* Dataset excerpts on pointing to objects *
===

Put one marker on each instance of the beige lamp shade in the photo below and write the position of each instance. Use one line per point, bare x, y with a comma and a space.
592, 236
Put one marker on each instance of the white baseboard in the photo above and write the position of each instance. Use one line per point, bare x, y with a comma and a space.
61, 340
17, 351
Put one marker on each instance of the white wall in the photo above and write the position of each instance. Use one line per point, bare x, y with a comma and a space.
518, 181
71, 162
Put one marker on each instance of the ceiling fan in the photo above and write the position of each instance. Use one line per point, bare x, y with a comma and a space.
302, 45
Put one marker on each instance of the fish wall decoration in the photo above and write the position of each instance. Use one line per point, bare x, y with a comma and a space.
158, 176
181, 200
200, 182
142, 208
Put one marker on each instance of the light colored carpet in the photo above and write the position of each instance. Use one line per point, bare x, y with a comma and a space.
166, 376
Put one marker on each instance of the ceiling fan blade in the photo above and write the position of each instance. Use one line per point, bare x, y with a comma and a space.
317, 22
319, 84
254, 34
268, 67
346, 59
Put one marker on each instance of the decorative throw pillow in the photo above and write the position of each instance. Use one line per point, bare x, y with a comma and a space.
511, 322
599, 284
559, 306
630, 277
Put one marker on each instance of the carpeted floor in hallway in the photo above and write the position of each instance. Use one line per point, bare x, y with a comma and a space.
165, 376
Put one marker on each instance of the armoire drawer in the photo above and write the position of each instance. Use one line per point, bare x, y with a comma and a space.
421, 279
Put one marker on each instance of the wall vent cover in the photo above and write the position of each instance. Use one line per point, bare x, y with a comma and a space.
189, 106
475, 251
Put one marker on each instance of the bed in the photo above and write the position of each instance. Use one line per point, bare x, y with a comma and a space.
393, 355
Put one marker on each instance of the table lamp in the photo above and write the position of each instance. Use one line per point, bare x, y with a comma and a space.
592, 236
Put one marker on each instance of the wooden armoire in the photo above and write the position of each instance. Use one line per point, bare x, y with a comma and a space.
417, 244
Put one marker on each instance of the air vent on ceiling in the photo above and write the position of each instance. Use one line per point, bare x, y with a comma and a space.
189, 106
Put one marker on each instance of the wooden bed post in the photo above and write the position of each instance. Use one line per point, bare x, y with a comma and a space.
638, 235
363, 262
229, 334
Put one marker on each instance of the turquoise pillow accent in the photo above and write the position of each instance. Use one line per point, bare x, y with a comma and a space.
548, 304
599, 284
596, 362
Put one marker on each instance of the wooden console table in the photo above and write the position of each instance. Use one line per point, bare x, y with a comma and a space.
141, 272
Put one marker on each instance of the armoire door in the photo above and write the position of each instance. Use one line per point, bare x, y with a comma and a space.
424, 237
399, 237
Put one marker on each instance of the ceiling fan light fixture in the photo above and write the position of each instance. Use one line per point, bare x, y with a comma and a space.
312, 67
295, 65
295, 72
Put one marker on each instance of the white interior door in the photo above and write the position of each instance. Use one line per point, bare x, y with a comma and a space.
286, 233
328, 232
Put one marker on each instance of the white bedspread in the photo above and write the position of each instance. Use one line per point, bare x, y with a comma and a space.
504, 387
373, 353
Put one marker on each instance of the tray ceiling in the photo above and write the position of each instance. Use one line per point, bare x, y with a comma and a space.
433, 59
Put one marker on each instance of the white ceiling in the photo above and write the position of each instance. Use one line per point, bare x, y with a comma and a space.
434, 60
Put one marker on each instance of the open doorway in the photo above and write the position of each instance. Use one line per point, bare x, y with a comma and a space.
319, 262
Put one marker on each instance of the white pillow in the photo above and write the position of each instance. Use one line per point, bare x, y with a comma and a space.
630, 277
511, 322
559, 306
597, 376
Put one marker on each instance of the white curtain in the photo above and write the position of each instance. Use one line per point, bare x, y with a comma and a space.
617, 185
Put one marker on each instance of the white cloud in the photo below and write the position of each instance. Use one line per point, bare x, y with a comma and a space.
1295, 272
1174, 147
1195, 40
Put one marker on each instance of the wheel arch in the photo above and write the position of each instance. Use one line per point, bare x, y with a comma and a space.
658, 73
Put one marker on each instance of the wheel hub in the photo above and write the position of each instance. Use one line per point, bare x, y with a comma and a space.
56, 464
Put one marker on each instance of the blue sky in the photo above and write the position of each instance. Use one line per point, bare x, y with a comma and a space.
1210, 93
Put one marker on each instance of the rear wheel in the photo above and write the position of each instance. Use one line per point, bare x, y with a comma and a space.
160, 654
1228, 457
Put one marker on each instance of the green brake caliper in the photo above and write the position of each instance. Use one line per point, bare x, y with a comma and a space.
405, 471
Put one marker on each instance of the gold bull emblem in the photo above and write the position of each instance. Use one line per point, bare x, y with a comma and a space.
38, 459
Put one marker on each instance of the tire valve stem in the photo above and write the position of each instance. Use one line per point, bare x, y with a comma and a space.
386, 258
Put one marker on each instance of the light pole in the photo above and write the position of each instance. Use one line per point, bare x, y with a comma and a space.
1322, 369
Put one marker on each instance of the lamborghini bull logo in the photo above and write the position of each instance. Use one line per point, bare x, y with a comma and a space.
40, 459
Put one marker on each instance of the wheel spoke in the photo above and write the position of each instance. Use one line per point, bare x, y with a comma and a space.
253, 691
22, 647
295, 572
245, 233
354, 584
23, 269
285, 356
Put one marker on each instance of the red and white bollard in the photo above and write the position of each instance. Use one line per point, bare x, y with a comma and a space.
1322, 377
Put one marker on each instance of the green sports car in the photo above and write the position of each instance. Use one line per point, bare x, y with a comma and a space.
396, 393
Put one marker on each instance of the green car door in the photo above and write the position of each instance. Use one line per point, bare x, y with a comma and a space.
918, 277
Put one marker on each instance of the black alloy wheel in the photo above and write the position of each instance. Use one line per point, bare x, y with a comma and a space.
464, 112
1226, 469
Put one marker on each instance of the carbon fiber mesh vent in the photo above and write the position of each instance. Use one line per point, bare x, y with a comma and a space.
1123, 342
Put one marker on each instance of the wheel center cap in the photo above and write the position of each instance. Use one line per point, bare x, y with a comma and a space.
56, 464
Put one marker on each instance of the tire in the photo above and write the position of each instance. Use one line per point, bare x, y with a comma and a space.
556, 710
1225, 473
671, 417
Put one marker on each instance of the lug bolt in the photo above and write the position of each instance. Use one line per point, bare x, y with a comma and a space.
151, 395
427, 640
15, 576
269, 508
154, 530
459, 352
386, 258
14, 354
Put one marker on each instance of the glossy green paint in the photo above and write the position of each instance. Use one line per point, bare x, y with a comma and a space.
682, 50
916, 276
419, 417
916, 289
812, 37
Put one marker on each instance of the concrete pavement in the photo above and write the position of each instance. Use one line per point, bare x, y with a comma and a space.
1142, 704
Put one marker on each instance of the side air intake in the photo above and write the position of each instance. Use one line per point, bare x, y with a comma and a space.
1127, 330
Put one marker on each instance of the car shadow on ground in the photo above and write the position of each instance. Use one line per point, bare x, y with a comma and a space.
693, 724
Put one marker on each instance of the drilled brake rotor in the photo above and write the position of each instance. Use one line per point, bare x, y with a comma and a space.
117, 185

===

* AIM OF THE EXERCISE *
Quote all of the rows above verbatim, line by line.

* SOLUTION FOR THIS PROBLEM *
Put one marker on each instance of the beige lamp shade in the photo below and write the position of each instance. Use one line per point, bare x, y with a comma and a space.
592, 236
Put one marker on each instance of the white baseboard in the photo above and write the position of each instance. Use one line per point, bare x, y with a comma and a space.
61, 340
17, 351
Put one marker on each instance of the white wall in the photo above and write the position of each instance. Use one line per point, bare x, y with a comma and a space.
518, 181
71, 162
Put one marker on each instance of the ceiling fan in the photo above and write the position of each instance. Use one line per point, bare x, y with a comma and a space.
302, 45
Put one marker on each instance of the fish wall decoration in the photo above and write the position of each instance. Use one line per point, bare x, y with a comma and a space.
158, 176
181, 200
200, 182
142, 208
Put one marker on each instance of the light colored carpet in the photo above and write the position of each instance. Use one line per point, bare x, y with a comma and a space.
166, 376
Put one marker on each instance of the ceiling fan blade in the photo above and write the position of each instance. Use one line per point, bare x, y with a comma and a space.
317, 22
319, 84
254, 34
268, 67
346, 59
Put one marker on each instance of the decorative throw pillow in the photo above and write the position of each instance. Use one line per point, bare x, y with a comma and a space.
511, 322
599, 284
559, 306
630, 277
Put one marker on each instance of the carpeted floor in hallway in the photo above and write the position of each instance. Use one line per point, bare x, y with a comma and a space.
165, 376
Put one marker on each instance of the armoire drawer in the photo above and write the position of each instance. Use one line per point, bare x, y with a comma and a space.
421, 279
Put one marker on each instance of the wall vent cover in the photo above and write the position of each instance. Use one line per point, bare x, y with a comma and a space.
189, 106
475, 251
Put one marker on each instance of the bed in the photo above and write the position of each instance. Use one line per point, bare x, y with a comma and a space.
393, 355
Put one marker on each instance of the table lamp in the photo above and write the position of each instance. Use one line per point, bare x, y with a comma and a space.
592, 236
Put one marker on each instance of the wooden armoire in the photo above and write the position of each instance. Use one line per point, bare x, y with a comma and a space.
417, 244
Put one marker on each instance of the air vent on ceiling in the photo above and write the position of each instance. Use one line per point, bare x, y with a comma and a space.
189, 106
Put one marker on each instance of the wooden bed post in the photo above and write the position of each instance. Use one line per point, bare x, y with a comma and a space.
638, 235
363, 262
229, 334
Put one marker on each instance of the turquoise pillow accent in the photo above and write the position of each instance. Use one line per point, bare x, y with a comma and a space.
548, 304
599, 284
596, 362
Put one marker on each instance of the wooden console table in the photo above and write the position of each instance. Use one line per point, bare x, y with a comma and a space.
141, 272
Put one marker on each instance of the armoire door in the photo above and write the position of each instance. Use one line per point, bare x, y with a comma and a space.
424, 237
399, 237
Put one marker on each instance of the ceiling fan light fixture in the photo above and write the position of each instance. Use one line per point, bare x, y with a comma and a space.
312, 67
295, 65
295, 72
Put one marker on each instance of the white interior door in the photo above and write the position of each instance. Use one line per point, bare x, y with a comma and a space.
286, 233
328, 232
Put one marker on each instance of the white bedspread in the photo above and write the position of each instance. Use one line per point, bare x, y with a comma and a space.
504, 387
373, 353
Put one marker on each instance of the tray ceiling in the photo above and write the position of each instance. Use one line per point, bare x, y with a comma and a space.
433, 59
Put one marker on each instance of the white ceiling in the photo above and write the position of each instance. Use one line per point, bare x, y with a comma and a space.
434, 60
Put one marker on each instance of the open doorway in the photo above and write the position of each instance. Use one line per point, bare x, y with a comma and a space.
319, 262
Put one marker on each instance of the white pillow in the photo above and write the position of each instance. Use one line per point, bare x, y with a comma and a space.
630, 277
511, 322
559, 306
597, 376
Put one marker on each instance of the white curtain in the photo above and write the position of each instance. Use one line per point, bare x, y with a comma and a space.
617, 185
Put one marker on each instance of the white cloud in the photo below and write the position of each instance. Use one line per point, bare x, y with a comma and a space.
1295, 272
1174, 147
1195, 40
Put one marker on each instance of the wheel arch in the photo above and write the position of each instance. Use one line per point, bare x, y with a comma and a space.
658, 73
Put one marker on each instance of the wheel hub in the photo above and write the position of each instance. Use one line per point, bare x, y with a comma and a space.
56, 464
Put one marker on each instance of the blue sky in the photo above and write the position of each instance. Use one line per point, bare x, y with a comma and a space.
1210, 93
Put one marker on each instance of the rear wheel in the photo above and write the position of each instance. Use one line per point, bare x, y with a comma and a space.
160, 654
1228, 457
Put one marker on each instance of the green brake caliper in the photo above and write the position of each instance. Use one line per point, bare x, y with a comma and a space.
405, 471
Put one marker on each instance of the gold bull emblem in the photo above and write the position of each instance. Use one line per point, bare x, y with a comma and a space.
38, 459
Put one marker on each instance of the tire valve stem in the photo above and write the position of each instance. Use one line per point, bare x, y with a comma and a space.
386, 258
Put one marker on each instance of the light pole in the photo above and write the position of each instance. Use one line per point, bare x, y with a comma and a space.
1322, 369
Put one marker on each instance of the lamborghini bull logo in the photo above and write the position of each instance. Use one line per point, bare x, y with a comma and a space.
40, 459
Put one marker on each instance of the wheel spoke in the photo above and write the position of each instance. Use one line per point, bare x, y with a comma and a space.
253, 691
22, 647
295, 572
245, 233
354, 584
23, 269
285, 356
Put one marker on each instance of the red and white bollard in the photo above and write the position of each instance. Use one line per point, bare x, y with a comma and a space.
1322, 377
Put one marker on each instance of the green sports car in the photo above and write the position of each instance. Use one line per point, bare x, y with a comma and a space.
396, 393
Put one marker on each instance of the green car door in the photo above and write the position of each instance. Use one line per point, bare x, y with a comma and a space.
918, 277
Put one marker on each instance of the black alloy wheel in the photo above and write the position of each instance. Use one line per point, bare x, y with a comma and a space.
464, 112
1226, 469
Put one marker on each instance of the carbon fiber mesh vent in the photo above and write the position of each instance. Use one line per point, bare x, y with a comma and a space.
1123, 342
Put one marker on each instance of the wheel center cap in the photo above and write the position of each instance. Use one line per point, bare x, y with a comma and a space.
56, 464
Put one marker on each instance of the tire in the photo above and write the position of each instance. Use one line per point, bare x, y with a comma and a space.
556, 710
1225, 473
671, 417
Put one marker on each instance of the lug bolt in the photo above and write the position of each instance. Use one line per point, bare x, y with a comma and a space.
151, 395
427, 640
15, 576
269, 508
154, 530
459, 352
386, 258
14, 354
Put one marker on each instance of the glossy green paint in the photo above and write the position of each instance. Use one line per point, bare x, y with a comma and a space.
682, 50
916, 276
419, 417
916, 289
812, 37
Put one marker on each instance of the concrete pavement in the photo above and write the position of each instance. Use one line per point, bare x, y with a comma and a space.
1142, 704
Put one marker on each instance of the side air intake in the photo above and write the position of each instance. Use one line per point, bare x, y with a comma and a space.
1127, 330
Put one marker on each instance of the car shadow on ground in the photo above and write the position of each instance. Use one line per point, bare x, y with a comma and a space.
693, 724
Put one marker on each instance of the drilled brake rotor in the photo above and write the position of each instance. Use one line per point, bare x, y with a comma and a space.
117, 185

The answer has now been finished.